▶ [Passage provided]:
::::
Table  1 provides a summary of parameters for the above distributions identified in the literature. There is a wide variation between the parameters of each distribution, which will be influenced by the different analytical methods and the different datasets/jurisdictions. It is therefore beneficial to conduct a detailed study for more recent data provided in the DFD, to observe whether parameters identified from this data are comparable to the previous studies.
Table 1
Probabilistic Fire Growth Rate Distribution Parameters Determined in Literature
References
Distribution type
Mean/mode (kW/s 2)
SD (kW/s 2)
Minimum (kW/s 2)
Maximum (kW/s 2)
Holborn et al. [ 20]
Lognormal
0.0060
0.0450
Baker et al. [ 21]
Triangular
0.0326
0.0000
0.4120
Nilsson et al. [ 22]
Lognormal
0.0110
0.0170
Deguchi et al. [ 23]
Lognormal
0.0524
0.0600
Any parameters left blank are not required when generating the specified distribution type

3 The Dwelling Fires Dataset

3.1 Fire Damage Area

The DFD provides the fire damage area (or ‘fire damage extent’) for each fire incident, where the fire damage area represents the total horizontal area damaged by the flame or by heat [ 24]. For the fire damage area, the dataset guidance specifies that for incidents resulting from fire spread, the extent of all area affected is included. If both the floor and ceiling are damaged, the region with the greatest amount of damage is included. The total aggregate of all horizontal damage is recorded; for example, if multiple floors are damaged, the total area of all floors is given. Vertical damage, such as on walls, is not considered, but any horizontal area occupied by damaged contents is included.
::::
▶ [Information supplied]:
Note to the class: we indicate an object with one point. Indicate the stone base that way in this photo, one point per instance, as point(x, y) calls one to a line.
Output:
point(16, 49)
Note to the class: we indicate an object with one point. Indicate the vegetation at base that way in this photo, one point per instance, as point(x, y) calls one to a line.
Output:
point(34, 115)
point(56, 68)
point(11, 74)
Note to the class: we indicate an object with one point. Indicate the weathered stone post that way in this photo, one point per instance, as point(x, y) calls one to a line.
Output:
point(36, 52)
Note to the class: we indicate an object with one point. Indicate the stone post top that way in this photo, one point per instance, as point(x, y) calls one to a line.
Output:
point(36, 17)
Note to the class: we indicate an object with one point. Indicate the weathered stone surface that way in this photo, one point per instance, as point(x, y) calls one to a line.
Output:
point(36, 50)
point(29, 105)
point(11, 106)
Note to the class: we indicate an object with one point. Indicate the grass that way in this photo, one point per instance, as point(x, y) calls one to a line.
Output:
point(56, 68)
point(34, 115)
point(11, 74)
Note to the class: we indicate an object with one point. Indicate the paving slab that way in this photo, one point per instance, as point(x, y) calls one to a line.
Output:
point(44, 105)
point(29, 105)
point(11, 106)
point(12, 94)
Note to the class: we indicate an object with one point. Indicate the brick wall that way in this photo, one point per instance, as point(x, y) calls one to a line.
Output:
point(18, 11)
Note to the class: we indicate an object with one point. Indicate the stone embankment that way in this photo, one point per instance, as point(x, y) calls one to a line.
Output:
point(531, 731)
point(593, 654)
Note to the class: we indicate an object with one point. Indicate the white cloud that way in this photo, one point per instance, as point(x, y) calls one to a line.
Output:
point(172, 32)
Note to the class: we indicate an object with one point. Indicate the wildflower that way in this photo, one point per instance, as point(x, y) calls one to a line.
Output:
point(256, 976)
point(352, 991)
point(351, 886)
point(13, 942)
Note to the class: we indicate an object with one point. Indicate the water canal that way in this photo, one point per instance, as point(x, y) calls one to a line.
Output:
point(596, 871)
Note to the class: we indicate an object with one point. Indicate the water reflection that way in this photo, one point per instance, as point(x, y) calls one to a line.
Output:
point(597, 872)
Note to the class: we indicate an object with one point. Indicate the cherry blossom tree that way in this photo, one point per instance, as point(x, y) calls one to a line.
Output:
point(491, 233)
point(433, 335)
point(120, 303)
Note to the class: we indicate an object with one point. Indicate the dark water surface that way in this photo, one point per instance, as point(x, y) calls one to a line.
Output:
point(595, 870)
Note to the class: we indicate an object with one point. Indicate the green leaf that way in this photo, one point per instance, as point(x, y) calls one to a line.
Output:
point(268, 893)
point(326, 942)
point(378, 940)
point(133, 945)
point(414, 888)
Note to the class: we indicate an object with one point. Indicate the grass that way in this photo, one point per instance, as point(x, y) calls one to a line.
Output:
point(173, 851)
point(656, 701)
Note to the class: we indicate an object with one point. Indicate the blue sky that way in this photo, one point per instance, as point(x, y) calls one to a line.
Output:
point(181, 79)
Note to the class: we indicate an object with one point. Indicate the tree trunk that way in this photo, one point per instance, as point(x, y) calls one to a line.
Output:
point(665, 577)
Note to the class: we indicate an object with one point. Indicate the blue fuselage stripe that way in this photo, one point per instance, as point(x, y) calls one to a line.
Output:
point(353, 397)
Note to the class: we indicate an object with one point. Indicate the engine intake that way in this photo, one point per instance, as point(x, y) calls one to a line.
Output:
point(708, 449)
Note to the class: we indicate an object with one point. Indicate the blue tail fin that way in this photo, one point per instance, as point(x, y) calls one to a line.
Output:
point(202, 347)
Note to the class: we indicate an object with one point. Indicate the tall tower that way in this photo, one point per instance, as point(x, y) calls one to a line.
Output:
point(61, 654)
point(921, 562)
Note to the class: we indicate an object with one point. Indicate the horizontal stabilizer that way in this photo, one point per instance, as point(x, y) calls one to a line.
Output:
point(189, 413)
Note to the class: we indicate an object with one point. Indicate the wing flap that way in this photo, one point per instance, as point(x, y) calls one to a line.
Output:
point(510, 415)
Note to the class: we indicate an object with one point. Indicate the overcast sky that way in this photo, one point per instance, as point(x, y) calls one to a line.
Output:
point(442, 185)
::::
▶ [Set problem]: In the Dwelling Fires Dataset text, what fire damage area is recorded when a fire damages several floors?

▶ [Task solution]: The total area of all the damaged floors.